**Data excerpts:**

- - - - -

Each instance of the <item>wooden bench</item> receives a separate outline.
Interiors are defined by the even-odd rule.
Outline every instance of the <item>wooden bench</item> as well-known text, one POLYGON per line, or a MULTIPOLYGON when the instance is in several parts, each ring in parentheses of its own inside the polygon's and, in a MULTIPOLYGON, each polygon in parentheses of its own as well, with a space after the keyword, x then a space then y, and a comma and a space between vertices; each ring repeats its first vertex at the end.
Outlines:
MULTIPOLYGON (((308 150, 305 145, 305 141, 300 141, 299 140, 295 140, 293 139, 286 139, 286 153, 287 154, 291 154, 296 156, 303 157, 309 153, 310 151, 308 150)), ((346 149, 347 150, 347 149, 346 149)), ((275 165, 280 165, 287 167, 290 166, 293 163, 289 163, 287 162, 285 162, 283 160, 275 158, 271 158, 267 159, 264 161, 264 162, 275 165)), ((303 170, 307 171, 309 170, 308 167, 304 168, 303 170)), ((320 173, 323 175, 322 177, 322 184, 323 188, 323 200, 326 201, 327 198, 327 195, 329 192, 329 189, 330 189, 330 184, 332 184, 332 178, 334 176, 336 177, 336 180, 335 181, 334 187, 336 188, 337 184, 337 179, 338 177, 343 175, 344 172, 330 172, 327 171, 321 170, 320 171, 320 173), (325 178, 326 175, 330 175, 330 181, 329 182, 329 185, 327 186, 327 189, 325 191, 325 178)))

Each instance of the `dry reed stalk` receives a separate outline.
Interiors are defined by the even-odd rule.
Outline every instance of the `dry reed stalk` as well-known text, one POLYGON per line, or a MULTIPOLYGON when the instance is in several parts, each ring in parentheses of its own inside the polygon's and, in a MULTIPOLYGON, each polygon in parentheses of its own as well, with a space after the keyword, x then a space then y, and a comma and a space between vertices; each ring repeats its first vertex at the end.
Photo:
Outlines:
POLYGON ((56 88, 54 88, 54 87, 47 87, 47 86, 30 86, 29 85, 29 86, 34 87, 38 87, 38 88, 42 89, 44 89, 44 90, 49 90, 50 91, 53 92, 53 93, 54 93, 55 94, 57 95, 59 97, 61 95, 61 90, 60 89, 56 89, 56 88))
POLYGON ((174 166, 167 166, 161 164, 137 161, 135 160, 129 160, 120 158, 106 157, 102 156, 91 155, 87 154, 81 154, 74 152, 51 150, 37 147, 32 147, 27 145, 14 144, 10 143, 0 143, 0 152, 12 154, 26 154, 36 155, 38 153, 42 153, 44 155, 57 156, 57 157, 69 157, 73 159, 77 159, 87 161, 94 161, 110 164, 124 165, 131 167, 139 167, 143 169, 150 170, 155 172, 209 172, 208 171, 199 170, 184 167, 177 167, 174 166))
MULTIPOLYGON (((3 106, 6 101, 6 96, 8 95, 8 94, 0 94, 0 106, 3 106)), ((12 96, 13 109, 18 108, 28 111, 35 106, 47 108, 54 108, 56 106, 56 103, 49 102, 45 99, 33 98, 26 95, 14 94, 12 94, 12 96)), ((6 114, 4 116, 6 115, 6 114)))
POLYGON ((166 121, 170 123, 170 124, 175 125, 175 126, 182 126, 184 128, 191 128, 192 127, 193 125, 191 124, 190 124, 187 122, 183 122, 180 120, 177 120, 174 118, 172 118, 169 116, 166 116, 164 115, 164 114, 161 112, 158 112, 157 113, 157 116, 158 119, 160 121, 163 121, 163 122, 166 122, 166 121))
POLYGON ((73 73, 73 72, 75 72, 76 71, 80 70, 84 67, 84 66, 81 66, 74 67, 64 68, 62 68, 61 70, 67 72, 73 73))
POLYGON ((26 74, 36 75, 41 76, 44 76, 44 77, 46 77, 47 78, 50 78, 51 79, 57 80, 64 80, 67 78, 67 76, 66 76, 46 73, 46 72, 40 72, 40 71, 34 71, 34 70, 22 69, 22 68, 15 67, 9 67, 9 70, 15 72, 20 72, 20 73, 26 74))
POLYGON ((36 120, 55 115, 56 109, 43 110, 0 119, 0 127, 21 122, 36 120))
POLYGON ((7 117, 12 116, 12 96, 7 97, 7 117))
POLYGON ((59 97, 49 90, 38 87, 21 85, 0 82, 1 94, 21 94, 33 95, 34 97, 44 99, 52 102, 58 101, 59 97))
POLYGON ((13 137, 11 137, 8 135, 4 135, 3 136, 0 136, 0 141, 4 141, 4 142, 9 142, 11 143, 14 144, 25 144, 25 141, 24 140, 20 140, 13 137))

- - - - -

**What to produce:** Write out all of the entries above again, swapping "even-odd rule" for "nonzero winding rule" wherever it appears and leaving everything else unchanged.

**Task output:**
Each instance of the <item>wooden bench</item> receives a separate outline.
Interiors are defined by the nonzero winding rule.
Outline every instance of the <item>wooden bench</item> as well-known text, one POLYGON per line, or a MULTIPOLYGON when the instance is in several parts, each ring in parentheses of its own inside the polygon's and, in a MULTIPOLYGON, each polygon in parentheses of its own as well, with a space after the keyword, x then a space then y, and a comma and a space between vertices; each ring repeats its first vertex at the end.
Outlines:
MULTIPOLYGON (((308 150, 305 145, 305 141, 300 141, 299 140, 295 140, 293 139, 286 139, 286 153, 287 154, 291 154, 296 156, 303 157, 309 153, 310 151, 308 150)), ((346 149, 347 150, 347 149, 346 149)), ((275 165, 280 165, 287 167, 290 166, 293 163, 289 163, 287 162, 285 162, 283 160, 275 158, 271 158, 267 159, 264 161, 264 162, 275 165)), ((303 170, 307 171, 309 170, 308 167, 304 168, 303 170)), ((320 173, 323 175, 322 177, 322 184, 323 188, 323 200, 326 201, 327 198, 327 195, 329 192, 329 189, 330 189, 330 184, 332 184, 332 178, 334 176, 336 177, 336 180, 335 181, 334 187, 336 188, 337 184, 337 179, 338 177, 343 175, 344 172, 330 172, 327 171, 321 170, 320 171, 320 173), (325 178, 326 175, 330 175, 330 181, 329 182, 329 185, 327 186, 327 189, 325 191, 325 178)))

Each instance of the `dry reed stalk` receives a separate outline.
Interiors are defined by the nonzero winding rule.
Outline every instance of the `dry reed stalk` as well-known text, one POLYGON per line, or a MULTIPOLYGON when the instance is in several parts, each ring in parentheses of its own inside the polygon's and, in a MULTIPOLYGON, each polygon in parentheses of its own as well, with a space after the keyword, x then a space then y, and a comma and a space between vertices; each ring repeats its first vertex at the end.
Photo:
Outlines:
POLYGON ((56 88, 54 88, 54 87, 47 87, 47 86, 30 86, 29 85, 29 86, 34 87, 38 87, 38 88, 42 89, 44 89, 44 90, 49 90, 50 91, 53 92, 53 93, 54 93, 55 94, 57 95, 59 97, 61 95, 61 90, 60 89, 56 89, 56 88))
POLYGON ((174 166, 167 166, 161 164, 137 161, 135 160, 129 160, 120 158, 106 157, 102 156, 91 155, 87 154, 81 154, 74 152, 51 150, 37 147, 32 147, 27 145, 14 144, 10 143, 0 143, 0 152, 12 154, 26 154, 36 155, 38 153, 42 153, 44 155, 57 156, 57 157, 69 157, 73 159, 77 159, 87 161, 94 161, 110 164, 124 165, 131 167, 139 167, 143 169, 150 170, 155 172, 209 172, 208 171, 199 170, 184 167, 177 167, 174 166))
MULTIPOLYGON (((3 106, 6 101, 6 96, 8 95, 8 94, 0 94, 0 106, 3 106)), ((12 96, 13 109, 18 108, 28 111, 35 106, 47 108, 54 108, 56 106, 56 103, 49 102, 45 99, 33 98, 26 95, 14 94, 12 94, 12 96)), ((6 114, 4 116, 6 115, 6 114)))
POLYGON ((166 121, 170 123, 170 124, 175 125, 175 126, 182 126, 184 128, 191 128, 192 127, 193 125, 191 124, 190 124, 187 122, 183 122, 180 120, 177 120, 174 118, 172 118, 169 116, 166 116, 164 115, 164 114, 161 112, 158 112, 157 113, 157 116, 158 119, 160 121, 163 121, 163 122, 166 122, 166 121))
POLYGON ((73 73, 73 72, 75 72, 76 71, 80 70, 84 67, 84 66, 81 66, 74 67, 64 68, 62 68, 61 70, 67 72, 73 73))
POLYGON ((26 74, 36 75, 41 76, 44 76, 44 77, 46 77, 47 78, 50 78, 51 79, 57 80, 64 80, 67 78, 67 76, 66 76, 46 73, 46 72, 40 72, 40 71, 34 71, 34 70, 22 69, 22 68, 15 67, 9 67, 9 70, 15 72, 20 72, 20 73, 26 74))
POLYGON ((36 120, 55 115, 56 109, 43 110, 0 119, 0 127, 21 122, 36 120))
POLYGON ((7 117, 12 116, 12 96, 7 97, 7 117))
POLYGON ((59 97, 49 90, 38 87, 21 85, 0 82, 1 94, 21 94, 33 95, 34 97, 44 99, 52 102, 58 101, 59 97))
POLYGON ((13 137, 11 137, 8 135, 4 135, 3 136, 0 136, 0 141, 4 141, 4 142, 9 142, 11 143, 14 144, 25 144, 25 141, 24 140, 20 140, 13 137))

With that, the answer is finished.